====== Fragmento de texto ======
# TV Philips 43PUS6162/12 enciende pero no hace nada.



## JotaGC (Abr 24, 2020)

Buenos días, 

Os comento el problema que tengo. Tengo un TV philips modelo 43PUS6162/12. Lo conecto a la corriente y automáticamente se enciende (no pasa por StandBy). La pantalla se enciende (el Backlight funciona) pero no se ve nada, ni se oye, ni puedo hacer nada con el mando ni con el joystick botón que trae detrás de la TV ni si quiera apagar la TV. 

He comprobado voltajes en la placa main, t-con y la power y tengo voltajes correctos. Es como si la TV se hubiese bloqueado y se queda en negro (con backlight encendido) pero no puedo hacer nada ni con mando ni con joystick.

Alguien más le ha pasado algo parecido o tiene alguna idea de que puede ser? Si puede ser Firmware o Software que se haya quedado bloqueado o falla algún procesador, no se que pensar ya me esta trayendo loco. 

Muchas gracias!

Saludos!


----------



## DOSMETROS (Abr 24, 2020)

De que color o cómo queda la imagen en la pantalla , blanca , oscura ?


----------



## D@rkbytes (Abr 24, 2020)

JotaGC dijo:


> Lo conecto a la corriente y automáticamente se enciende (no pasa por StandBy)


Eso puede ser porque el televisor se desconectó de la red eléctrica estando encendido.
Algunos televisores tienen la opción de seleccionar lo que deben hacer cuando eso ocurre, si volverse a encender o quedarse apagados tras regresar el voltaje de línea.


JotaGC dijo:


> ni puedo hacer nada con el mando ni con el joystick botón que trae detrás de la TV ni si quiera apagar la TV.
====== Filas almacenadas ======
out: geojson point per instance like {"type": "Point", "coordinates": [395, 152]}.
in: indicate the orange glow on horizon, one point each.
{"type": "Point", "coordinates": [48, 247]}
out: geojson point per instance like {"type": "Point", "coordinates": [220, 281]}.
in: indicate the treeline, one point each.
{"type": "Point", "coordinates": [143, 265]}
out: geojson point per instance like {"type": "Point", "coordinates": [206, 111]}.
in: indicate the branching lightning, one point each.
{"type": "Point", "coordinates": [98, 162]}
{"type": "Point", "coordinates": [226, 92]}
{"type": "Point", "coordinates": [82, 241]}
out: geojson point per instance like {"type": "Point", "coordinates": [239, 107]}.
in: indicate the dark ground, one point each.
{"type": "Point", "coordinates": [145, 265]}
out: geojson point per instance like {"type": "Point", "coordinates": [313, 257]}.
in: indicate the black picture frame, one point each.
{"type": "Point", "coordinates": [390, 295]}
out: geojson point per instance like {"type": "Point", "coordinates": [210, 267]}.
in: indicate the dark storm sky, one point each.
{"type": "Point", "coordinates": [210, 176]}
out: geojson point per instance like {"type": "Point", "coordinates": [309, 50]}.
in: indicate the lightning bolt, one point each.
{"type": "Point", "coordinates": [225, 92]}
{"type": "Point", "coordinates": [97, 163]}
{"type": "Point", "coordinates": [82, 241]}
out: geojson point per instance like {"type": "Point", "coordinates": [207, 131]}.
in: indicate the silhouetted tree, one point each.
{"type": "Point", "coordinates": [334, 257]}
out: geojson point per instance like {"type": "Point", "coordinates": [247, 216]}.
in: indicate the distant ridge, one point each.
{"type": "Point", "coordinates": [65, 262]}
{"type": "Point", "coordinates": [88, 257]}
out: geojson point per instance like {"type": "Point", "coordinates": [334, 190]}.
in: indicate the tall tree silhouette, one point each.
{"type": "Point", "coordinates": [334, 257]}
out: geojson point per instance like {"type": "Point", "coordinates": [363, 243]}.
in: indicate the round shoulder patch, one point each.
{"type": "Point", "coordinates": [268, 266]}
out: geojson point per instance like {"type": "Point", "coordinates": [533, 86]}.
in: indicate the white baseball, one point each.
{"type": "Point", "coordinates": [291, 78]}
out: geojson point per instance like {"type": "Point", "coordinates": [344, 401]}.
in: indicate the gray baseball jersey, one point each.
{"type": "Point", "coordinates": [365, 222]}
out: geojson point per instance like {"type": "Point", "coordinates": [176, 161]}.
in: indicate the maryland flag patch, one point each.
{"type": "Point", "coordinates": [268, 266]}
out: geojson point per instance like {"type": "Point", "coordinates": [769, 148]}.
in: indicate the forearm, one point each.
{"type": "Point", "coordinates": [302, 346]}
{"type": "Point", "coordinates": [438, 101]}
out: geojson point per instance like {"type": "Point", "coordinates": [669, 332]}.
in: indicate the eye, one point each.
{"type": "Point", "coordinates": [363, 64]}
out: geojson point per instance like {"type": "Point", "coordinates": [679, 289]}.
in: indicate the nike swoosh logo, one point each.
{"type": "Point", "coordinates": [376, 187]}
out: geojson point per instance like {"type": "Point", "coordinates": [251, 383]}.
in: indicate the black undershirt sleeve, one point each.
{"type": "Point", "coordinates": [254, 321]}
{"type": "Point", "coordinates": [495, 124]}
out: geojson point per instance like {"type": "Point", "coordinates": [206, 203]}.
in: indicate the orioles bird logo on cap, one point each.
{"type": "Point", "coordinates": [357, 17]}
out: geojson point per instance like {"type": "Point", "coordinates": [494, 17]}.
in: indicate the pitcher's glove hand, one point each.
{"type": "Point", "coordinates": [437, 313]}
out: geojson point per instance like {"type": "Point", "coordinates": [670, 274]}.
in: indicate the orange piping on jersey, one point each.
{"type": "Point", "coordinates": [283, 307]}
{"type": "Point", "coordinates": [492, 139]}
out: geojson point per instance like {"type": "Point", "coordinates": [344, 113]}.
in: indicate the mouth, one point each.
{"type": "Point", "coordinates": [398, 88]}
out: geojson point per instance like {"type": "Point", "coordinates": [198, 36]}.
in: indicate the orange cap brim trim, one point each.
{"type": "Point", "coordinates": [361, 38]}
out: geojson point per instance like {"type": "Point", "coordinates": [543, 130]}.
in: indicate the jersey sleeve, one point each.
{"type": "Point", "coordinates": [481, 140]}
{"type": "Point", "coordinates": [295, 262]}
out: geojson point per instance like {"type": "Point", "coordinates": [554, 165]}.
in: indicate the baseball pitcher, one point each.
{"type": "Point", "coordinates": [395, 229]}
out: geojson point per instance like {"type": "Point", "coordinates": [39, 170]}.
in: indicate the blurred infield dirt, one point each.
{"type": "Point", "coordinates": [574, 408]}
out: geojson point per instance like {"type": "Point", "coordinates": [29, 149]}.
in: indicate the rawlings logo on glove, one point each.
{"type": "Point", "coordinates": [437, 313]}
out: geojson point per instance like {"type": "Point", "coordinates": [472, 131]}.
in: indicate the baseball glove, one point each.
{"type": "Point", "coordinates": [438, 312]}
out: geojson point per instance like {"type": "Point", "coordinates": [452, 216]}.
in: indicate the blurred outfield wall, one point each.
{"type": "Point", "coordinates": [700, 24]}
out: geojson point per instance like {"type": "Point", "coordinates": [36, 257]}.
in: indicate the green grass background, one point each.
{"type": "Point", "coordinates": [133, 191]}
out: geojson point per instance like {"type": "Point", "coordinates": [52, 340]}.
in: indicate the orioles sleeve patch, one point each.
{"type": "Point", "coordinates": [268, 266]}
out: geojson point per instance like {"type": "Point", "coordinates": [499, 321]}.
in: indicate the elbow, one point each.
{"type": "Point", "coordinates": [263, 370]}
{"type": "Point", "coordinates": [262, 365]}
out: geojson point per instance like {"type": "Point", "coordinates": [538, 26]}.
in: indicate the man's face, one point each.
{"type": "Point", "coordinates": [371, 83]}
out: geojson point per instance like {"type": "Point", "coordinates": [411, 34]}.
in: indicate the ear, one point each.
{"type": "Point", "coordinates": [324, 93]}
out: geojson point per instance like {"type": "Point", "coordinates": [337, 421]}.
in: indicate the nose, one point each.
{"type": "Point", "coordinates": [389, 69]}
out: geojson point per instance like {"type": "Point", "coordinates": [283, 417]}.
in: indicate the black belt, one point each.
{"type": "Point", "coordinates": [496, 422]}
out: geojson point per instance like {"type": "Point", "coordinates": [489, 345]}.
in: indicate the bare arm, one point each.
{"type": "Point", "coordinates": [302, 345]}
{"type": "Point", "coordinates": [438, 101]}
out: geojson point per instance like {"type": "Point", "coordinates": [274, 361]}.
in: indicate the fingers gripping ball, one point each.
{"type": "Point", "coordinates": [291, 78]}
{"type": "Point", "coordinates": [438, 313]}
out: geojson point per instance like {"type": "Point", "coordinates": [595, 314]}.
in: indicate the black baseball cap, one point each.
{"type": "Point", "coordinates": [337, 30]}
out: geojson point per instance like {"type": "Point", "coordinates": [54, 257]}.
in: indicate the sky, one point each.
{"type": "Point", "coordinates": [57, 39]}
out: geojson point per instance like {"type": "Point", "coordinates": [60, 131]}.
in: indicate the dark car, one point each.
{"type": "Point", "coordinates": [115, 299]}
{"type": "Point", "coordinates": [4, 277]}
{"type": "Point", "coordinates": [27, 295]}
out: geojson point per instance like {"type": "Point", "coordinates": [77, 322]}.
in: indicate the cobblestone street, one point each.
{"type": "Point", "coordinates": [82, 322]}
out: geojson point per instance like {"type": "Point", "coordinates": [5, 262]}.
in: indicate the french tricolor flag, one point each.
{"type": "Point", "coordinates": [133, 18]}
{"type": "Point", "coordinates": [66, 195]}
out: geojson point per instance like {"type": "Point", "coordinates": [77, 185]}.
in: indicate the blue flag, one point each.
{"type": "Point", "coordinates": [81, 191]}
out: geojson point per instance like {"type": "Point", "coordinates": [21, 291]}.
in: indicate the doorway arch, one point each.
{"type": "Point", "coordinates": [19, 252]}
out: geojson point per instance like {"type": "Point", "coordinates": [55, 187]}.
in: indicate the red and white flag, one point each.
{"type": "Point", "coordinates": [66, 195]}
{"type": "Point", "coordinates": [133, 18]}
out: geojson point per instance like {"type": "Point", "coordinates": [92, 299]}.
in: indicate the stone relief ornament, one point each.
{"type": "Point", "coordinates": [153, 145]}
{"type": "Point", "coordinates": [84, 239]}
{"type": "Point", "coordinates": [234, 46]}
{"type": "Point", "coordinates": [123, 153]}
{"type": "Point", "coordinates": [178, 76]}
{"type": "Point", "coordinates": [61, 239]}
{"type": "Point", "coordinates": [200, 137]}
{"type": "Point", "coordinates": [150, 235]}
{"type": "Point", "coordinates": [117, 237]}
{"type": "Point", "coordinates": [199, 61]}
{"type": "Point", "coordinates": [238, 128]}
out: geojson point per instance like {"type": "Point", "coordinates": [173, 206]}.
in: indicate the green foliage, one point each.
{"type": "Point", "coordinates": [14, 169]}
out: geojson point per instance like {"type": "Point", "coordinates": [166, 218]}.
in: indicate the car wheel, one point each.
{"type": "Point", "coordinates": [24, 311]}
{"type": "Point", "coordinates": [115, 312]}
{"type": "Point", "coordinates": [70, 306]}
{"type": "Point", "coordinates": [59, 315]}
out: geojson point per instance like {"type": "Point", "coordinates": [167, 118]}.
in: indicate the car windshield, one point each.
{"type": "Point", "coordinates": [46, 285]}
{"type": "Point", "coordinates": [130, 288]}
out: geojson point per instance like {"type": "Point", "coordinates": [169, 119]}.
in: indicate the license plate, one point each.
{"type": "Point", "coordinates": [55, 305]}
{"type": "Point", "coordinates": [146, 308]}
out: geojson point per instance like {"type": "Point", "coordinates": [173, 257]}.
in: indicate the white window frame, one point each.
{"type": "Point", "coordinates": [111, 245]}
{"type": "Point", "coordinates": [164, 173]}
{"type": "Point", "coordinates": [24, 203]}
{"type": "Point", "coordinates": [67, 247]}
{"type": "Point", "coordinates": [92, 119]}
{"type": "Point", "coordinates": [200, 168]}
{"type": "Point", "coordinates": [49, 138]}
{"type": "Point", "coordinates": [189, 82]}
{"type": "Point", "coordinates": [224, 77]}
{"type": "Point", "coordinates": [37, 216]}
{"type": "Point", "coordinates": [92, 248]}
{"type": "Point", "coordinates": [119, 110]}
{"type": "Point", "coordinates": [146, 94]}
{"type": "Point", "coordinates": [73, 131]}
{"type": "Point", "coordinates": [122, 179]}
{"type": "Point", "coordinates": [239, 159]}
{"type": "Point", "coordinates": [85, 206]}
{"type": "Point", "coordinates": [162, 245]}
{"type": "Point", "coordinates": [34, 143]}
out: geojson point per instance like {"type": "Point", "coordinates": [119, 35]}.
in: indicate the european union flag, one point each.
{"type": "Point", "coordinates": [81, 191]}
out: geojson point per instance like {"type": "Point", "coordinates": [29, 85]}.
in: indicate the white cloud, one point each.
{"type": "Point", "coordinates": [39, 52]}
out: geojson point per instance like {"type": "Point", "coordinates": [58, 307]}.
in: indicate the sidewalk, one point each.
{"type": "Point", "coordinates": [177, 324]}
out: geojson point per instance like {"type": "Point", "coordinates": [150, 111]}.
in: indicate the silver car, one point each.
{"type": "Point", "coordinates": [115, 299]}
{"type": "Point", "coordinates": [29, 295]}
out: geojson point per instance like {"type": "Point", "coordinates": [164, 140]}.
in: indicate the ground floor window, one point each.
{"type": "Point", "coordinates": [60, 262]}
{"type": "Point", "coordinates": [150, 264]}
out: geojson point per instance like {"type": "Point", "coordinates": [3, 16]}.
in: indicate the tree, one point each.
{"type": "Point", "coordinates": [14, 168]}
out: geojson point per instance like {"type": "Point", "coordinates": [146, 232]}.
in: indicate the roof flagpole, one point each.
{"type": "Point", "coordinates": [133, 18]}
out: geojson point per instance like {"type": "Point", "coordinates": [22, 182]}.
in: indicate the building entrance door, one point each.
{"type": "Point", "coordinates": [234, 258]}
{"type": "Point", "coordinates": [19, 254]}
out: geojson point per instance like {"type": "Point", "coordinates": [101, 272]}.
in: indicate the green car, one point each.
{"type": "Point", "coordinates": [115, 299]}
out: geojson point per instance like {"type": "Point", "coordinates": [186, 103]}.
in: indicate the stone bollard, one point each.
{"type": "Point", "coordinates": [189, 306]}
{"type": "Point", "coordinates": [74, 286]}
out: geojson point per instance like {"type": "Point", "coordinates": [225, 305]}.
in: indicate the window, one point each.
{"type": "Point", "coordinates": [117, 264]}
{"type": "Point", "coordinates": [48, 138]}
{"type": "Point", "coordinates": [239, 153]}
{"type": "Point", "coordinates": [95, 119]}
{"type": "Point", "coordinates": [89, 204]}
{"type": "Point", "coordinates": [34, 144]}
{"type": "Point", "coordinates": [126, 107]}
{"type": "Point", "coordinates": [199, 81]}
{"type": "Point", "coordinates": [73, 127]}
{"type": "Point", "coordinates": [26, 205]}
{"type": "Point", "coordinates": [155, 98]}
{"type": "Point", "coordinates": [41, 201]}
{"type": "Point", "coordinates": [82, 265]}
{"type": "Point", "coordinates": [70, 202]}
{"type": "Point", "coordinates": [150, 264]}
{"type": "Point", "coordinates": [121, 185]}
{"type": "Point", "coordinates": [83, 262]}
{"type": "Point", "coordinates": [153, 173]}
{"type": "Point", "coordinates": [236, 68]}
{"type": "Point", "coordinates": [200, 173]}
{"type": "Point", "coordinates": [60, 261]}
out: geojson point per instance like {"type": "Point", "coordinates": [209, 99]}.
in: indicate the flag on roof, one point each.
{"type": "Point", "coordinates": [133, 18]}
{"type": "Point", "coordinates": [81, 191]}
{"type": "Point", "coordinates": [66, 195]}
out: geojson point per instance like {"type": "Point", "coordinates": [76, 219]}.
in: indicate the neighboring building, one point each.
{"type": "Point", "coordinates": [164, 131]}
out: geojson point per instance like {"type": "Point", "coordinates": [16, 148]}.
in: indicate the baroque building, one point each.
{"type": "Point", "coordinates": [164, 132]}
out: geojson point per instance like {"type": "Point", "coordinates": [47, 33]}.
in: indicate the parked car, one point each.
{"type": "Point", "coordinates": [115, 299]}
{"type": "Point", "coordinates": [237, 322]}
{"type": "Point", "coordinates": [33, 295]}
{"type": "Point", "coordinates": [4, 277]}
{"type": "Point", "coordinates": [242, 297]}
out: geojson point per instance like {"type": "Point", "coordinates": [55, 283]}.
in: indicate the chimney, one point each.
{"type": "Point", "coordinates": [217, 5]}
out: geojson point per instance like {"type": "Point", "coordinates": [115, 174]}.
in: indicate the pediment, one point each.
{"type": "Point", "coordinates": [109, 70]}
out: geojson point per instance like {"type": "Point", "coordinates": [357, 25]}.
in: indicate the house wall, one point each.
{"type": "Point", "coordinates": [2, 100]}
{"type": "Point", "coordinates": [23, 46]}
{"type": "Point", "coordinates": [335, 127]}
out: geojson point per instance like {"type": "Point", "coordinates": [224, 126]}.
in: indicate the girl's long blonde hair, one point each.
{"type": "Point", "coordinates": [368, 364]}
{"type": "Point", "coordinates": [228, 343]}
======
Consignas:
- a) Responde estas preguntas sobre el hilo del foro:
(i) ¿Qué modelo de televisor tiene JotaGC?
(ii) ¿En qué placas comprobó los voltajes?
(iii) Según D@rkbytes, ¿por qué puede encenderse el televisor automáticamente al conectarlo?
- b) Resume el hilo del foro en dos oraciones.
- c) Imprime el fragmento del hilo del foro que comienza en "Os comento el" y termina en "Muchas gracias!".
El listado no interviene en esto.

Soluciones del ejercicio:
- a)
(i) Un Philips 43PUS6162/12.
(ii) En la placa main, la t-con y la power.
(iii) Porque el televisor pudo haberse desconectado de la red eléctrica estando encendido.

- b) Un usuario explica que su televisor Philips 43PUS6162/12 se enciende solo al conectarlo, con la retroiluminación activa pero sin imagen ni sonido, y que no responde al mando ni al joystick, aunque los voltajes de las placas main, t-con y power son correctos. Otro usuario pregunta de qué color queda la pantalla, y un tercero señala que el encendido automático puede deberse a que el televisor se desconectó de la red eléctrica estando encendido.

- c)
Os comento el problema que tengo. Tengo un TV philips modelo 43PUS6162/12. Lo conecto a la corriente y automáticamente se enciende (no pasa por StandBy). La pantalla se enciende (el Backlight funciona) pero no se ve nada, ni se oye, ni puedo hacer nada con el mando ni con el joystick botón que trae detrás de la TV ni si quiera apagar la TV. 

He comprobado voltajes en la placa main, t-con y la power y tengo voltajes correctos. Es como si la TV se hubiese bloqueado y se queda en negro (con backlight encendido) pero no puedo hacer nada ni con mando ni con joystick.

Alguien más le ha pasado algo parecido o tiene alguna idea de que puede ser? Si puede ser Firmware o Software que se haya quedado bloqueado o falla algún procesador, no se que pensar ya me esta trayendo loco. 

Muchas gracias!